=== Section Start ===

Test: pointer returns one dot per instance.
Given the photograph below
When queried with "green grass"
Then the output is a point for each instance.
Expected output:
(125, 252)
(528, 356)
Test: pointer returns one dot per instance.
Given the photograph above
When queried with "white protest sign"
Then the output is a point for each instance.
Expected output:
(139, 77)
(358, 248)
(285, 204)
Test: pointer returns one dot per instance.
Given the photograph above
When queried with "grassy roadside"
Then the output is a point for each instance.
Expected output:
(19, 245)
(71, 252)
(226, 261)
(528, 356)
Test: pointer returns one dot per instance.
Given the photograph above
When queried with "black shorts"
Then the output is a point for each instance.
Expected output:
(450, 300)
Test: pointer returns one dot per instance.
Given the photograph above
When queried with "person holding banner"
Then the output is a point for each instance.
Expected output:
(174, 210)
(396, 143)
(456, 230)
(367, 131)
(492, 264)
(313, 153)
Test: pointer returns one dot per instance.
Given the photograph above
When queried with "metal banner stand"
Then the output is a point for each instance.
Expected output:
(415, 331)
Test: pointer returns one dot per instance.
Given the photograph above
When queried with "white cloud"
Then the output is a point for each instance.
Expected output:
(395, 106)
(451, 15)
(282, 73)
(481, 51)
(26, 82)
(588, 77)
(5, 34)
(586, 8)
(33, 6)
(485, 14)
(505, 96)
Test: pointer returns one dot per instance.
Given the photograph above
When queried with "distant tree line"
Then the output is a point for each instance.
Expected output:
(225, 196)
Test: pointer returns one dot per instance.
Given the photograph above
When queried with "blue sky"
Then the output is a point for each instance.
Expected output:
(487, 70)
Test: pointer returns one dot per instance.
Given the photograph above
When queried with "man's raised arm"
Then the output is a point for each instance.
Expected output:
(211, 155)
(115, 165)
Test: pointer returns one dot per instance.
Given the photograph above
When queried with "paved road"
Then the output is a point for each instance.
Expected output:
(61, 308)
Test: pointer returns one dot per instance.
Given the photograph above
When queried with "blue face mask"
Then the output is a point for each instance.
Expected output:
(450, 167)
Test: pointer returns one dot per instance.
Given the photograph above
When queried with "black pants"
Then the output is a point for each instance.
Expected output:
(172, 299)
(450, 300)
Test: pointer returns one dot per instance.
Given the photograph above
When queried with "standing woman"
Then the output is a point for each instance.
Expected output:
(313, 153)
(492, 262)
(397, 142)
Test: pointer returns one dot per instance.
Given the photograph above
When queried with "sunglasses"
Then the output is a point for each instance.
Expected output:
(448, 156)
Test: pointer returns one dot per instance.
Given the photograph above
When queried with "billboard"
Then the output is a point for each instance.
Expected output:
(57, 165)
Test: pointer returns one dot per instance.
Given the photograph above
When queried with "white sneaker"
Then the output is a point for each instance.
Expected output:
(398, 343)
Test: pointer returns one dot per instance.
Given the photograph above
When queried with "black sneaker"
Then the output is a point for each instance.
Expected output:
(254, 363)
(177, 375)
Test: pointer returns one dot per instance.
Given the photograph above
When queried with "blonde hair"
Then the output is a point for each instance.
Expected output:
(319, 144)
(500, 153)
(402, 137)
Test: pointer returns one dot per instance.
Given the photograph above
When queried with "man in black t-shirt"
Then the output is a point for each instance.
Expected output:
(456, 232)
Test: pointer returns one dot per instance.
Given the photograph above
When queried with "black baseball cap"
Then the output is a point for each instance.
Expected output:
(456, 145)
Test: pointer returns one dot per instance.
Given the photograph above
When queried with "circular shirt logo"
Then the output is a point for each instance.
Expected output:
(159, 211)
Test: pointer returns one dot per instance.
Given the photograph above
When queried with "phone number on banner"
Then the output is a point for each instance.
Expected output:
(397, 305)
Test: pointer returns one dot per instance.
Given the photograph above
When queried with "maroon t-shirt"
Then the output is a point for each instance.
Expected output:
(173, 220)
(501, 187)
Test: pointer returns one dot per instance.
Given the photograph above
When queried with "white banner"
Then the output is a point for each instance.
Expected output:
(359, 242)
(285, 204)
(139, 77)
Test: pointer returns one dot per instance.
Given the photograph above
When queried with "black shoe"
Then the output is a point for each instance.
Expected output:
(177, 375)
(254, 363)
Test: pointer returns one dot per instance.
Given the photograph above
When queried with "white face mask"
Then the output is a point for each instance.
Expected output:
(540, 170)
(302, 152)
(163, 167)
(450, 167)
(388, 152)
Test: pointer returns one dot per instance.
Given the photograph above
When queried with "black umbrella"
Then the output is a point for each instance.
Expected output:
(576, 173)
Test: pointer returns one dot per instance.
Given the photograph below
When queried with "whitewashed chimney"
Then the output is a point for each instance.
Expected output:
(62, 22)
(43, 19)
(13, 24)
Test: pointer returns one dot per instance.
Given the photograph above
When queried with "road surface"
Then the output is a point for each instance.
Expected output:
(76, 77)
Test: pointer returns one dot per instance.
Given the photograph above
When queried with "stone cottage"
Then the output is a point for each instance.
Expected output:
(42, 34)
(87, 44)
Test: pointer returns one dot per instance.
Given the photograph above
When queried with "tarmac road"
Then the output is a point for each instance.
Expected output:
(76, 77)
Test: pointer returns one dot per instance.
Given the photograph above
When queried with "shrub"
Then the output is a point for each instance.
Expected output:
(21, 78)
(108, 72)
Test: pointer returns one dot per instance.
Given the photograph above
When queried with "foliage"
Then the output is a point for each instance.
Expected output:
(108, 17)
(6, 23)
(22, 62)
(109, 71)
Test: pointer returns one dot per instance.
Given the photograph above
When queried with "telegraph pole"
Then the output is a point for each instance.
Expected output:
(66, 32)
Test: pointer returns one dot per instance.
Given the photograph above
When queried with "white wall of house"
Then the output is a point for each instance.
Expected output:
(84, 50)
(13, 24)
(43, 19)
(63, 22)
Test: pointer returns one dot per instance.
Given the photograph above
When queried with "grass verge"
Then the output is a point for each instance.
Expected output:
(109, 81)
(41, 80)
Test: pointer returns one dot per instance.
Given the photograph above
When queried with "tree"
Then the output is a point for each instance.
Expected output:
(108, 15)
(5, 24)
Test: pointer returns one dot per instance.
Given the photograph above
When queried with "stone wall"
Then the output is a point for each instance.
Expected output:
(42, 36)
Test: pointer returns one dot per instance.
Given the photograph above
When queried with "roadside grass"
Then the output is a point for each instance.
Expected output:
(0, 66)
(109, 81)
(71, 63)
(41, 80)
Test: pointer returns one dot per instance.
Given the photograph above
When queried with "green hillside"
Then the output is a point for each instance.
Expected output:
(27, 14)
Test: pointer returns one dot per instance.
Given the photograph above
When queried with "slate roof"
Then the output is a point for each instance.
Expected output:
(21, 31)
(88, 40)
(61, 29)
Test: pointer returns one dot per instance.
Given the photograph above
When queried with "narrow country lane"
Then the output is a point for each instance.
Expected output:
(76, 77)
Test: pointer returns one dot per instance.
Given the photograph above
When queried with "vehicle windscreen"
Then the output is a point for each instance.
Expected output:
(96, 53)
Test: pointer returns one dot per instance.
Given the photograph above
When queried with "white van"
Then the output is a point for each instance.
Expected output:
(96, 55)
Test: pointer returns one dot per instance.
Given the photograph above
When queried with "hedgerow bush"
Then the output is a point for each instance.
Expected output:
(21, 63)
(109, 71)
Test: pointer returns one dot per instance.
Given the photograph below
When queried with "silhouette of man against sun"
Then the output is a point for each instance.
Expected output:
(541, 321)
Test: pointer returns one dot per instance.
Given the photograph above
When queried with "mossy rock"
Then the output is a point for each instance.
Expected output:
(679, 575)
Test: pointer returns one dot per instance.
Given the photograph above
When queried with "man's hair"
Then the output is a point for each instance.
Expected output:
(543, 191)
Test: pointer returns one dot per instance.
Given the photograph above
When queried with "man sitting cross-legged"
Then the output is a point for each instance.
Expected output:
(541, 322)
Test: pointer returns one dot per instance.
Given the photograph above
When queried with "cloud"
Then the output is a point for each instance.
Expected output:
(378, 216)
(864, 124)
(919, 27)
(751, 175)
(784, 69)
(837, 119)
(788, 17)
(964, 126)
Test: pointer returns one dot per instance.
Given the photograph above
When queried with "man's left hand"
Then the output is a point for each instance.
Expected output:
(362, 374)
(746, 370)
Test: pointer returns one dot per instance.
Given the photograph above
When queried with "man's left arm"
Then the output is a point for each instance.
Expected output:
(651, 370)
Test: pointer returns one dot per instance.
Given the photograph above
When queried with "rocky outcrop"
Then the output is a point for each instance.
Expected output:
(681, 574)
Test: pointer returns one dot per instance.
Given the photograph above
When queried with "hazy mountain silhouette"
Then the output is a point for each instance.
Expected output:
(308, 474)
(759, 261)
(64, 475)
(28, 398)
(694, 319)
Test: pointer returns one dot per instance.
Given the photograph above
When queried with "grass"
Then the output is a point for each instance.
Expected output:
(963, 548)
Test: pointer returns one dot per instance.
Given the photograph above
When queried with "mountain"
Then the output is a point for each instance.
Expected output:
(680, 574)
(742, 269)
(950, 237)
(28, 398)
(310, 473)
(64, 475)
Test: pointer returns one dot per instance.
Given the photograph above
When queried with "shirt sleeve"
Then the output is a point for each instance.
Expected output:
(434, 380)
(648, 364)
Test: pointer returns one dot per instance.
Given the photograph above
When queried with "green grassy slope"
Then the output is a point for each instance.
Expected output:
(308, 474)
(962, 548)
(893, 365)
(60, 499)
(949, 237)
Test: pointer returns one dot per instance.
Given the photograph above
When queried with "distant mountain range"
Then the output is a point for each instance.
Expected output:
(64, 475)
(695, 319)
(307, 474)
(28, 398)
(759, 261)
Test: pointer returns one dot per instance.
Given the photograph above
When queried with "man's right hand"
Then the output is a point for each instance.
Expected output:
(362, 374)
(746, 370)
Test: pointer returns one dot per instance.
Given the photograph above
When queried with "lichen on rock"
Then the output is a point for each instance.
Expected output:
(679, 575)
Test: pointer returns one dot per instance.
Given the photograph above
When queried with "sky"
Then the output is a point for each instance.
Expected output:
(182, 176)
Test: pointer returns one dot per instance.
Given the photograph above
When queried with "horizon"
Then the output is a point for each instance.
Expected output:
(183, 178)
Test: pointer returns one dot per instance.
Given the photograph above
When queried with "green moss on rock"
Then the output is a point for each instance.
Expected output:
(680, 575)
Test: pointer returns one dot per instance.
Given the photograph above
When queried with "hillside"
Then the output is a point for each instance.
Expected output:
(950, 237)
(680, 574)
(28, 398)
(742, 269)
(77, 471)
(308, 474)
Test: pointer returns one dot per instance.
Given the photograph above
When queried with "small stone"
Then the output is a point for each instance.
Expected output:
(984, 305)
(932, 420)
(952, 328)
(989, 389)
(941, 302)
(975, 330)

=== Section End ===

Please copy every line of the data that carries the string "shirt".

Response >>
When queried with "man in black t-shirt"
When queried with "circular shirt logo"
When queried with "maroon t-shirt"
When queried with "shirt sleeve"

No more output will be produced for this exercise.